**Text block**
[Start of Attachment]

This book is the first volume in a new series, edited by Rosa Maria Piccione: Transmissions: Studies on Conditions, Processes and Dynamics of Textual Transmission, abbreviated TM. The series, published with De Gruyter, “aims to constitute a space for documentation, theoretical and methodological reflection and critical discussion on the transmission of texts” (from the website of the publisher). While the series concentrates on Greek and Latin texts, it is also open to comparisons with other literatures and the graphic and visual aspects of the transmission process, especially where they intersect with Greek and Latin textual culture.

The volume resonates with an increasing interest in the various ways in which early modern people perceived of, and engaged with, the culture of ancient Greece. The transmission, dissemination, study, and reception of Greek language and literature have an established tradition of scholarship, both within and beyond classics. Additionally, recent years have seen a growing interest in the phenomenon of ‘early modern Hellenism,’ reflected in a number of volumes with contributions by scholars coming to the subject from a range of different scholarly traditions, including classics.[1]

This book joins the scholarly conversation from the perspective of book collecting and book history, with an exploration of how and why Greek texts were collected in early modern Venice, an eminent site of cultural encounter between Greek East and Latin West with a strong Greek presence. The term ‘Renaissance’ in the book’s title is slightly misleading as its scope is not confined to this period but also covers the Baroque period, which is one of the volume’s strengths. As the introduction briefly explains, the book draws inspiration from approaches that explore book collections not just as repositories of books, but as “intellectual projects” and “intellectual spaces, integrated into specific cultural contexts and into networks of social practices and relations” (Piccione in the Introduction, pp. 6–7). Sitting at the crossroads of book history and the history of collecting, material culture, and “object epistemologies” (inspired by the work of Markus Hilgert), the volume primarily addresses a readership of book historians, librarians, historians of knowledge, and perhaps cultural historians. For classicists, too, the volume has some interesting things to offer, and this review will concentrate mainly on aspects that can be of interest to this group of readers.

[End of Attachment]

**Entries shown**
[Start of Attachment]

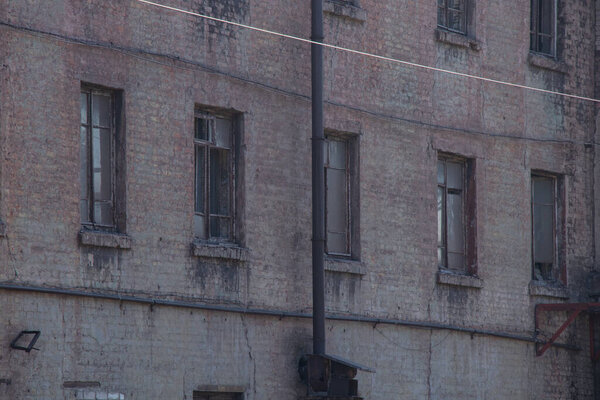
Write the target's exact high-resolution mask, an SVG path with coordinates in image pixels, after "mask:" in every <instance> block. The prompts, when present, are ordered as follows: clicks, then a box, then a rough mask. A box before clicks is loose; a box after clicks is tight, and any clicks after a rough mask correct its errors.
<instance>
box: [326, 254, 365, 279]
mask: <svg viewBox="0 0 600 400" xmlns="http://www.w3.org/2000/svg"><path fill="white" fill-rule="evenodd" d="M324 267H325V271H330V272H344V273H346V274H353V275H361V276H362V275H365V268H364V267H365V266H364V264H363V263H362V262H360V261H357V260H348V259H344V258H335V257H329V256H325V266H324Z"/></svg>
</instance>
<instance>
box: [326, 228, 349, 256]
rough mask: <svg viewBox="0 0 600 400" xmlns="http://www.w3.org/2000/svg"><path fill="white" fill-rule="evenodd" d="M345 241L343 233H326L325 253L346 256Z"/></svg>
mask: <svg viewBox="0 0 600 400" xmlns="http://www.w3.org/2000/svg"><path fill="white" fill-rule="evenodd" d="M346 240H347V236H346V235H345V234H343V233H333V232H327V252H328V253H338V254H347V253H348V248H347V246H346Z"/></svg>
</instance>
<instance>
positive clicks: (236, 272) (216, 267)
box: [188, 259, 240, 298]
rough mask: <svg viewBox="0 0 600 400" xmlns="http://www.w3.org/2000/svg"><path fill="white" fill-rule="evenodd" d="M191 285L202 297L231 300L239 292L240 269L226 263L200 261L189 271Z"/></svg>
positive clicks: (236, 267)
mask: <svg viewBox="0 0 600 400" xmlns="http://www.w3.org/2000/svg"><path fill="white" fill-rule="evenodd" d="M188 276H189V277H190V280H191V283H192V284H193V285H194V286H195V287H197V288H199V289H200V290H201V293H200V295H201V296H202V297H210V298H223V297H227V298H231V297H232V296H234V297H237V295H238V292H239V281H240V277H239V267H238V266H236V265H230V264H228V263H226V262H218V261H214V262H213V261H206V260H202V259H200V260H198V261H197V262H196V263H195V264H193V267H192V269H191V270H190V271H189V274H188Z"/></svg>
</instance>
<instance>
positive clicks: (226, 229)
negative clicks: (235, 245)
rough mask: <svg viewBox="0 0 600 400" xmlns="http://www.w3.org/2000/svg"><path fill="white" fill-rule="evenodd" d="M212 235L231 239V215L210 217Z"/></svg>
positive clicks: (213, 236)
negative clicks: (229, 215) (230, 228)
mask: <svg viewBox="0 0 600 400" xmlns="http://www.w3.org/2000/svg"><path fill="white" fill-rule="evenodd" d="M210 237H211V238H220V239H229V238H230V237H231V234H230V218H229V217H212V216H211V217H210Z"/></svg>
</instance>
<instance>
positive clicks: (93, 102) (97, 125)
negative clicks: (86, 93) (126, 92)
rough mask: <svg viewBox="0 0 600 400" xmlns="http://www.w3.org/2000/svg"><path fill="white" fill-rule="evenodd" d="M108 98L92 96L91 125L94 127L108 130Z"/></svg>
mask: <svg viewBox="0 0 600 400" xmlns="http://www.w3.org/2000/svg"><path fill="white" fill-rule="evenodd" d="M110 120H111V112H110V96H106V95H100V94H93V95H92V123H93V124H94V126H102V127H105V128H110Z"/></svg>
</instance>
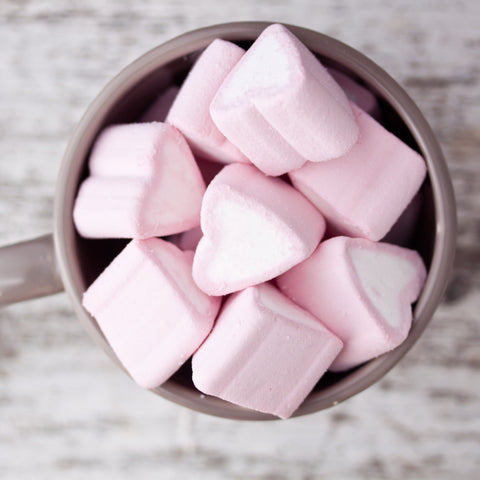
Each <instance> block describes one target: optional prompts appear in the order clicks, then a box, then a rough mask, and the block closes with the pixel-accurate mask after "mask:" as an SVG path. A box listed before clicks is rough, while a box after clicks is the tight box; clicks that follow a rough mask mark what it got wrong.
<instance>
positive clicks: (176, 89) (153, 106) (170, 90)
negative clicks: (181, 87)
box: [140, 85, 180, 122]
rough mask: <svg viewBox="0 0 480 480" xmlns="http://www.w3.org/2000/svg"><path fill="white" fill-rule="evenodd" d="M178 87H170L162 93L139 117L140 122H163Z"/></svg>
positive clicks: (170, 106) (172, 102) (160, 94)
mask: <svg viewBox="0 0 480 480" xmlns="http://www.w3.org/2000/svg"><path fill="white" fill-rule="evenodd" d="M179 90H180V88H179V87H177V86H176V85H172V86H171V87H168V88H167V89H166V90H165V91H164V92H162V93H161V94H160V95H158V97H157V98H156V99H155V101H154V102H153V103H152V104H151V105H150V106H149V107H148V109H147V110H146V111H145V112H144V113H143V115H142V116H141V117H140V122H163V121H164V120H165V118H166V117H167V114H168V112H169V110H170V107H171V106H172V104H173V102H174V100H175V98H176V96H177V94H178V91H179Z"/></svg>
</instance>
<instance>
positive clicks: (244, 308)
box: [192, 284, 342, 418]
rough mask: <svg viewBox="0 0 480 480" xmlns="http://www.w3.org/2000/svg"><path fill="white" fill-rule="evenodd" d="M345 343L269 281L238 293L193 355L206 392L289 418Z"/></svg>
mask: <svg viewBox="0 0 480 480" xmlns="http://www.w3.org/2000/svg"><path fill="white" fill-rule="evenodd" d="M341 348H342V342H341V341H340V340H339V339H338V338H337V337H336V336H335V335H333V334H332V333H331V332H330V331H329V330H328V329H327V328H325V327H324V326H323V325H322V324H321V323H320V321H319V320H318V319H316V318H314V317H313V316H312V315H310V314H309V313H308V312H306V311H305V310H303V309H302V308H300V307H298V306H297V305H295V304H294V303H293V302H291V301H290V300H289V299H288V298H287V297H285V296H284V295H282V294H281V293H280V292H279V291H278V290H277V289H276V288H275V287H273V286H271V285H269V284H262V285H257V286H255V287H250V288H247V289H246V290H243V291H241V292H237V293H235V294H233V295H232V296H231V297H230V298H229V299H228V300H227V302H226V304H225V305H224V307H223V308H222V310H221V312H220V314H219V316H218V318H217V321H216V323H215V327H214V329H213V330H212V332H211V334H210V335H209V336H208V337H207V339H206V340H205V342H204V343H203V344H202V345H201V346H200V348H199V349H198V350H197V351H196V352H195V354H194V355H193V357H192V371H193V382H194V384H195V386H196V387H197V388H198V389H199V390H200V391H201V392H203V393H206V394H208V395H214V396H217V397H220V398H222V399H224V400H227V401H229V402H232V403H235V404H238V405H241V406H243V407H247V408H251V409H254V410H258V411H261V412H264V413H269V414H272V415H276V416H278V417H281V418H288V417H289V416H291V415H292V414H293V413H294V412H295V410H296V409H297V408H298V407H299V405H300V404H301V403H302V401H303V400H304V399H305V397H306V396H307V395H308V393H309V392H310V391H311V390H312V388H313V387H314V386H315V384H316V383H317V382H318V380H319V379H320V378H321V377H322V375H323V374H324V373H325V371H326V370H327V369H328V367H329V366H330V364H331V363H332V361H333V360H334V359H335V357H336V356H337V355H338V353H339V352H340V350H341Z"/></svg>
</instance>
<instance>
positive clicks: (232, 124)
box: [210, 25, 358, 176]
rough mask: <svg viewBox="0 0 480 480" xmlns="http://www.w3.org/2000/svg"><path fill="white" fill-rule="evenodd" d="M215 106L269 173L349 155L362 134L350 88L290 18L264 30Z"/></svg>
mask: <svg viewBox="0 0 480 480" xmlns="http://www.w3.org/2000/svg"><path fill="white" fill-rule="evenodd" d="M210 113H211V115H212V118H213V121H214V122H215V124H216V125H217V127H218V129H219V130H220V131H221V132H222V133H223V134H224V135H225V136H226V137H227V138H228V139H229V140H230V141H231V142H232V143H233V144H234V145H236V146H237V147H238V148H239V149H240V150H241V151H242V152H243V153H244V154H245V155H246V156H247V157H248V158H249V160H250V161H251V162H252V163H254V164H255V165H256V166H257V167H258V168H259V169H260V170H262V171H263V172H264V173H266V174H268V175H275V176H276V175H282V174H284V173H286V172H288V171H290V170H293V169H296V168H299V167H301V166H302V165H303V164H304V163H305V161H307V160H310V161H313V162H317V161H322V160H328V159H331V158H335V157H338V156H340V155H343V154H344V153H345V152H347V151H348V150H349V149H350V148H351V147H352V145H353V144H354V143H355V142H356V140H357V137H358V127H357V125H356V123H355V119H354V116H353V113H352V110H351V108H350V105H349V102H348V99H347V97H346V95H345V93H344V92H343V90H342V89H341V88H340V87H339V86H338V84H337V83H336V82H335V81H334V80H333V79H332V77H331V76H330V75H329V73H328V72H327V70H326V69H325V68H324V67H323V65H322V64H321V63H320V62H319V61H318V59H317V58H316V57H315V56H314V55H313V54H312V53H311V52H310V51H309V50H308V49H307V48H306V47H305V46H304V45H303V44H302V43H301V42H300V41H299V40H298V39H297V38H296V37H295V36H294V35H293V34H292V33H290V32H289V31H288V30H287V29H286V28H285V27H284V26H283V25H272V26H270V27H268V28H266V29H265V30H264V31H263V32H262V33H261V35H260V36H259V37H258V39H257V40H256V41H255V42H254V43H253V45H252V46H251V47H250V48H249V49H248V50H247V52H246V53H245V55H244V56H243V57H242V58H241V59H240V60H239V61H238V63H237V64H236V65H235V67H234V68H233V69H232V71H231V72H230V73H229V75H228V76H227V77H226V79H225V80H224V82H223V83H222V85H221V87H220V88H219V89H218V92H217V94H216V95H215V97H214V98H213V101H212V103H211V105H210Z"/></svg>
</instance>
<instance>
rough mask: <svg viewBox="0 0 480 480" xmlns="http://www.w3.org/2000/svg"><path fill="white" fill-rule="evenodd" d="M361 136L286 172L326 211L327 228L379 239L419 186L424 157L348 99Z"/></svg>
mask: <svg viewBox="0 0 480 480" xmlns="http://www.w3.org/2000/svg"><path fill="white" fill-rule="evenodd" d="M352 109H353V111H354V113H355V117H356V120H357V123H358V125H359V128H360V137H359V140H358V142H357V143H356V144H355V146H354V147H353V148H352V149H351V150H350V151H349V152H348V153H346V154H345V155H343V156H342V157H340V158H336V159H334V160H331V161H328V162H322V163H307V164H305V165H304V166H303V167H302V168H300V169H298V170H295V171H293V172H290V173H289V176H290V179H291V180H292V183H293V185H294V186H295V187H296V188H297V189H298V190H299V191H300V192H302V193H303V194H304V195H305V196H306V197H307V198H308V199H309V200H310V201H311V202H312V203H313V204H314V205H315V206H316V207H317V208H318V209H319V210H320V211H321V212H322V214H323V215H324V216H325V218H326V220H327V224H328V226H329V230H330V229H331V230H333V231H334V232H335V233H340V234H345V235H349V236H355V237H364V238H369V239H370V240H380V239H381V238H383V237H384V235H385V234H386V233H387V232H388V231H389V230H390V228H391V227H392V225H393V224H394V223H395V221H396V220H397V219H398V218H399V216H400V214H401V213H402V212H403V210H404V209H405V208H406V207H407V205H408V204H409V203H410V201H411V200H412V198H413V196H414V195H415V193H416V192H417V191H418V189H419V188H420V186H421V184H422V182H423V180H424V178H425V175H426V165H425V161H424V160H423V158H422V157H421V156H420V155H419V154H418V153H417V152H415V151H414V150H412V149H411V148H410V147H408V146H407V145H406V144H405V143H403V142H402V141H401V140H399V139H398V138H397V137H396V136H395V135H392V134H391V133H390V132H388V131H387V130H385V128H383V127H382V126H381V125H380V124H379V123H378V122H376V121H375V120H374V119H373V118H372V117H370V115H368V114H367V113H365V112H363V111H362V110H361V109H360V108H358V107H357V106H356V105H354V104H352Z"/></svg>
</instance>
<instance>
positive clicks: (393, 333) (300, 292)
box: [276, 237, 426, 371]
mask: <svg viewBox="0 0 480 480" xmlns="http://www.w3.org/2000/svg"><path fill="white" fill-rule="evenodd" d="M425 279H426V269H425V266H424V264H423V261H422V259H421V257H420V255H419V254H418V253H417V252H416V251H414V250H409V249H406V248H402V247H398V246H396V245H390V244H387V243H378V242H372V241H370V240H366V239H363V238H348V237H334V238H331V239H329V240H326V241H324V242H322V243H321V244H320V246H319V247H318V248H317V250H316V251H315V252H314V253H313V255H312V256H311V257H310V258H308V259H307V260H306V261H305V262H303V263H301V264H299V265H297V266H295V267H294V268H292V269H291V270H289V271H288V272H286V273H285V274H283V275H282V276H280V277H279V278H277V279H276V281H277V285H278V286H279V287H280V289H281V291H282V292H283V293H284V294H286V295H287V296H288V297H289V298H290V299H292V301H294V302H295V303H296V304H298V305H300V306H301V307H303V308H305V309H306V310H308V311H309V312H310V313H311V314H312V315H314V316H315V317H317V318H318V319H319V320H320V321H322V322H323V324H324V325H325V326H326V327H327V328H329V329H330V330H331V331H332V332H333V333H334V334H335V335H337V336H338V337H339V338H340V339H341V340H342V341H343V343H344V348H343V350H342V352H341V353H340V355H339V356H338V357H337V358H336V359H335V361H334V362H333V364H332V366H331V368H330V369H331V370H335V371H341V370H347V369H349V368H352V367H355V366H357V365H359V364H361V363H363V362H365V361H367V360H370V359H372V358H375V357H377V356H378V355H381V354H383V353H386V352H388V351H390V350H392V349H393V348H395V347H397V346H398V345H400V344H401V343H402V342H403V341H404V340H405V338H406V337H407V335H408V332H409V330H410V326H411V323H412V309H411V304H412V303H413V302H415V301H416V300H417V299H418V297H419V295H420V292H421V290H422V288H423V285H424V282H425Z"/></svg>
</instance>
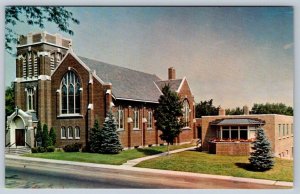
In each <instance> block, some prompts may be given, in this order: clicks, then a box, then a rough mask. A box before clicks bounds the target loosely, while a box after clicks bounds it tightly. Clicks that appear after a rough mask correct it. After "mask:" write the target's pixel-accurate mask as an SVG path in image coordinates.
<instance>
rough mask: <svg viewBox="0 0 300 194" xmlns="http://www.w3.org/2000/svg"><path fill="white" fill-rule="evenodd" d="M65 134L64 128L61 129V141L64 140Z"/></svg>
mask: <svg viewBox="0 0 300 194" xmlns="http://www.w3.org/2000/svg"><path fill="white" fill-rule="evenodd" d="M66 137H67V133H66V128H65V127H61V139H66Z"/></svg>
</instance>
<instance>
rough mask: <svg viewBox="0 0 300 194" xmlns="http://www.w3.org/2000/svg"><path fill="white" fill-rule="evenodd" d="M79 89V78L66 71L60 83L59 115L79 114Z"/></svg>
mask: <svg viewBox="0 0 300 194" xmlns="http://www.w3.org/2000/svg"><path fill="white" fill-rule="evenodd" d="M80 87H81V83H80V80H79V77H78V76H77V75H76V74H75V73H74V72H73V71H68V72H67V73H66V74H65V76H64V77H63V79H62V81H61V114H79V113H80Z"/></svg>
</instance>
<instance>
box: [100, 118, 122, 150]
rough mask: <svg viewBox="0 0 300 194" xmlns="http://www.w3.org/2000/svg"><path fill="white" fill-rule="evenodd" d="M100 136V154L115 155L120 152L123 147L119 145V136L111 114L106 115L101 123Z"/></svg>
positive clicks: (114, 121)
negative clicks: (103, 119) (100, 137)
mask: <svg viewBox="0 0 300 194" xmlns="http://www.w3.org/2000/svg"><path fill="white" fill-rule="evenodd" d="M101 136H102V138H101V139H102V141H101V147H100V153H105V154H117V153H119V152H120V151H122V149H123V147H122V145H121V143H120V140H119V136H118V134H117V126H116V124H115V120H114V117H113V114H112V113H111V112H108V113H107V117H106V118H105V122H104V123H103V128H102V131H101Z"/></svg>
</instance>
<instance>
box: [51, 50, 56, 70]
mask: <svg viewBox="0 0 300 194" xmlns="http://www.w3.org/2000/svg"><path fill="white" fill-rule="evenodd" d="M50 68H51V71H53V70H54V69H55V64H54V53H53V54H51V56H50Z"/></svg>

[End of Attachment]

**Parts of the exercise**
- 1) Update the passage of the book review starting with "This book is" and going on through "Latin textual culture.", putting "Brill" in place of "De Gruyter".
- 2) Answer these questions from the book review:
(a) Who edits the Transmissions series?
(b) In which city does the book explore the collecting of Greek texts?
(c) Besides the Renaissance, which period does the book's scope cover?

**Solutions per task**
- 1)
This book is the first volume in a new series, edited by Rosa Maria Piccione: Transmissions: Studies on Conditions, Processes and Dynamics of Textual Transmission, abbreviated TM. The series, published with Brill, “aims to constitute a space for documentation, theoretical and methodological reflection and critical discussion on the transmission of texts” (from the website of the publisher). While the series concentrates on Greek and Latin texts, it is also open to comparisons with other literatures and the graphic and visual aspects of the transmission process, especially where they intersect with Greek and Latin textual culture.

- 2)
(a) Rosa Maria Piccione
(b) Venice
(c) The Baroque period